Written exercise
Exactly as they appear, output all of the entries.

━━ Given records ━━

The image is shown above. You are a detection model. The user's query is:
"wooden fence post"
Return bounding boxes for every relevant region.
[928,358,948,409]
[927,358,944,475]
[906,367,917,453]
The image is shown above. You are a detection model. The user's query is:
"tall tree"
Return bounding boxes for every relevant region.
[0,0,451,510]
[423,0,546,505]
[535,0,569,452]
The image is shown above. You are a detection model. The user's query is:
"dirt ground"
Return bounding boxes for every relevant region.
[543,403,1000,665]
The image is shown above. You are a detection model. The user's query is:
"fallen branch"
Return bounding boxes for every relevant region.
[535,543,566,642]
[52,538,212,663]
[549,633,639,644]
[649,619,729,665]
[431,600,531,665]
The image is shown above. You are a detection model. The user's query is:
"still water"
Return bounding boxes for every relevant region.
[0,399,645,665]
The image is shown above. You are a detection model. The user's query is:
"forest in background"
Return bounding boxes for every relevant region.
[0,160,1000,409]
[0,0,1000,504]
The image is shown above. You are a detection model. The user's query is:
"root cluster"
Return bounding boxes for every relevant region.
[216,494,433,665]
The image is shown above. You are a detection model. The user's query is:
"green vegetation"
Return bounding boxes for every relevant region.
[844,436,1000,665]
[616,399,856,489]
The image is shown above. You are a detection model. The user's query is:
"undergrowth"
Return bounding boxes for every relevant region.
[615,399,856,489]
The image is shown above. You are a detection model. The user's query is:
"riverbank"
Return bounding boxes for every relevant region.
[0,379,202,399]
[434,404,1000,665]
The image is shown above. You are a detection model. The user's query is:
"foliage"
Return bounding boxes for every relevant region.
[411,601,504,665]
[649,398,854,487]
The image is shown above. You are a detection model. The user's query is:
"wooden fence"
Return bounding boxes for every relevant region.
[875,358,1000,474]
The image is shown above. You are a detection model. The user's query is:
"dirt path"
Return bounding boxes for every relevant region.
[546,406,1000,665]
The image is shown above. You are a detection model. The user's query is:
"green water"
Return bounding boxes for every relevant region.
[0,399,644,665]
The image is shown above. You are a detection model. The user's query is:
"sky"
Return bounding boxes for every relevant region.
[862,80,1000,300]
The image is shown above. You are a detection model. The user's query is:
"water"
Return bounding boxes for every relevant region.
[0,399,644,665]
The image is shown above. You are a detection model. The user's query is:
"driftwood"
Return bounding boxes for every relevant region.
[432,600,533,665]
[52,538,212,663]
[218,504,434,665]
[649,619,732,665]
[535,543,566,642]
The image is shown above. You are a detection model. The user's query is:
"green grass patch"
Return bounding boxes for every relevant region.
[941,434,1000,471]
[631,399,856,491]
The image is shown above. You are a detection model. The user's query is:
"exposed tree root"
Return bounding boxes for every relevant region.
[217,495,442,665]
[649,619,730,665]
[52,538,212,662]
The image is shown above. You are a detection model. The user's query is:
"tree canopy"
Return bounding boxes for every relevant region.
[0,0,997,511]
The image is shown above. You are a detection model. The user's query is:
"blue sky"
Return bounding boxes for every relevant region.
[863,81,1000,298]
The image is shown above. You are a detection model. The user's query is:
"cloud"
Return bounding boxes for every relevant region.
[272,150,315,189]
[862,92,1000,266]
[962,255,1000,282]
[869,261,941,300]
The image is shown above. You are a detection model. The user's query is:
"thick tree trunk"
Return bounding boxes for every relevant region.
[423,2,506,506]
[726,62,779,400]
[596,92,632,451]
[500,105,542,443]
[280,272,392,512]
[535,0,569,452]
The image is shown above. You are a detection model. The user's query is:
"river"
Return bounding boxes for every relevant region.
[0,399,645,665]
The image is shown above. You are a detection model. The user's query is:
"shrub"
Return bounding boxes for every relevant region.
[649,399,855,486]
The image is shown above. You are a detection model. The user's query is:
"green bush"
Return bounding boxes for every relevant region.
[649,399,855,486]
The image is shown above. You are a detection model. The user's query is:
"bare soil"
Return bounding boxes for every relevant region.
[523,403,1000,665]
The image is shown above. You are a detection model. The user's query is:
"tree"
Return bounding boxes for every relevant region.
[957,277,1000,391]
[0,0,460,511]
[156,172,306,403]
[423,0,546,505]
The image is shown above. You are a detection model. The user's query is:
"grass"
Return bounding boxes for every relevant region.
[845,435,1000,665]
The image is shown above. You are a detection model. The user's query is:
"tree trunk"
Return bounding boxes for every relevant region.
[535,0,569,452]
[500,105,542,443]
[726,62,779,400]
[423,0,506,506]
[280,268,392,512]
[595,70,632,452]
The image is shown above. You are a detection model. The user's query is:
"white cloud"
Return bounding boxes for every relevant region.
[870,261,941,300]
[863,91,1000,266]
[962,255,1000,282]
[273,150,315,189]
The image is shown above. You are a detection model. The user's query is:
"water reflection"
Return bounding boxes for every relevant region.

━━━

Result
The image is shown above. You are a detection model. The user's query is:
"wooden fence post"
Return bounding boxes for every relevant region.
[928,358,948,409]
[927,358,944,475]
[906,367,917,453]
The image is shown above. You are a detection model. The user's query is:
"tall tree"
Return bounding boxes for every relevant region.
[0,0,451,510]
[423,0,546,505]
[535,0,569,452]
The image is shown above. You are a detection model. The user's query is:
"dirt ground"
Return bounding boxes for every relevant region.
[543,403,1000,665]
The image is shown above. You are a detection model. The user's query is:
"fallen branch"
Return bounding boxes for every relevant region.
[535,543,566,642]
[52,538,212,663]
[549,633,639,644]
[649,619,729,665]
[431,600,531,665]
The image is shown above. You are a detection model. The user's query is:
"still water"
Return bounding boxes for every relevant region.
[0,399,645,665]
The image is shown above. You are a detection model. The user's query is:
"forest in background"
Return bounding boxes for every relevant region.
[0,160,1000,409]
[0,0,1000,504]
The image is shown above. You are a detection model. The user's query is:
"root cluster"
Return bounding boxes for every relevant region.
[216,494,433,665]
The image is shown above. You are a detection model. The user's query is:
"green vegetation"
Return bounding boxes for every relevant region.
[844,436,1000,665]
[616,399,856,489]
The image is shown above. You are a detection model. The user's query is:
"undergrowth"
Return bounding boxes for every relevant region.
[615,399,856,489]
The image is shown above. You are a detection model. The user's query is:
"riverbank"
Return bounding boxes for every relevant region.
[0,379,202,399]
[434,404,1000,665]
The image is shown above. You are a detection model. The user's query is:
"foliage"
Return bounding boxes for every relevant region.
[411,601,504,665]
[649,398,854,487]
The image is shown above. You are a detection model. The user's query is:
"wooden fence"
Return bounding boxes for every relevant region.
[875,358,1000,474]
The image is shown above. You are a detection model. The user's query is:
"dirt path"
Return bounding boxes for every relevant region.
[546,406,1000,665]
The image is shown above. You are a detection model. The user's query is:
"green water"
Return bounding boxes for every relevant region.
[0,399,644,665]
The image is shown above. You are a detection model. The user's query is:
"sky"
Return bounding boxes for every relevant region.
[862,80,1000,300]
The image is shown above. You are a detection model. The user's query is:
"water"
Return bounding boxes for every relevant region.
[0,399,644,665]
The image is shown above. You are a detection model. The user's query is:
"driftwood"
Return bounding boxes for every relevant region.
[432,600,533,665]
[52,538,212,663]
[218,504,434,665]
[649,619,732,665]
[535,543,566,642]
The image is shown above. You are a detection model. The user's query is:
"green grass patch"
Return bounding boxes for every relevant region.
[941,434,1000,471]
[631,399,856,491]
The image is shown above. You are a detection model. The user's query is:
"exposed tree root"
Return bounding boxes for every relevant region.
[217,495,442,665]
[649,619,730,665]
[52,538,212,662]
The image is shown above. You are a detection model. The user's query is:
"tree canopy"
Return bounding boxes for every relevant region.
[0,0,997,511]
The image is shown above. You are a detection model. The user's query is:
"blue sky"
Return bounding boxes for every relevant region.
[863,81,1000,298]
The image is shown above. You are a detection model. The user's query is:
"cloud"
Return bounding boxes for every relevant region.
[272,150,315,189]
[862,92,1000,266]
[962,255,1000,282]
[869,261,941,300]
The image is shown above. You are a detection model. The user's query is:
"thick tree trunk"
Return bounding boxes for every relevant region.
[423,2,506,506]
[726,62,779,400]
[596,92,632,451]
[500,105,542,443]
[280,272,392,512]
[535,0,569,452]
The image is shown above. You are a detection model. The user's query is:
"river"
Return bounding boxes for every relevant region.
[0,399,645,665]
The image is shown above. You are a detection model. The user's query is:
"shrub"
Return bounding boxes for every relevant region.
[649,399,855,486]
The image is shown above. You are a detection model. The user's query is:
"green bush"
Return bounding boxes for every relevant region.
[649,399,855,486]
The image is shown above. You are a detection model. The user's query is:
"bare soil"
Return bounding boxes for every relevant region.
[523,403,1000,665]
The image is shown above. You are a detection model. The user's query is:
"tree"
Return bounding boxes for every relevant region.
[957,277,1000,391]
[0,0,460,511]
[156,172,306,403]
[423,0,546,505]
The image is shown above. You are a detection model. The user's query is:
"grass"
Return bounding boxes for every relevant region.
[845,435,1000,665]
The image is shown above. You are a detection model. The user's query is:
"tree trunk"
Return bounding boxes for every relevant region.
[535,0,569,452]
[500,105,542,443]
[726,62,779,400]
[423,0,506,506]
[280,268,392,512]
[595,70,632,452]
The image is shown above. You are a detection model. The user's query is:
"white cloud"
Return bounding boxes for every relevant region.
[870,261,941,300]
[863,91,1000,266]
[962,255,1000,282]
[273,150,315,189]
The image is shown above. You are a detection model. The user's query is:
"water reflection"
Return bounding boxes for every relevant region.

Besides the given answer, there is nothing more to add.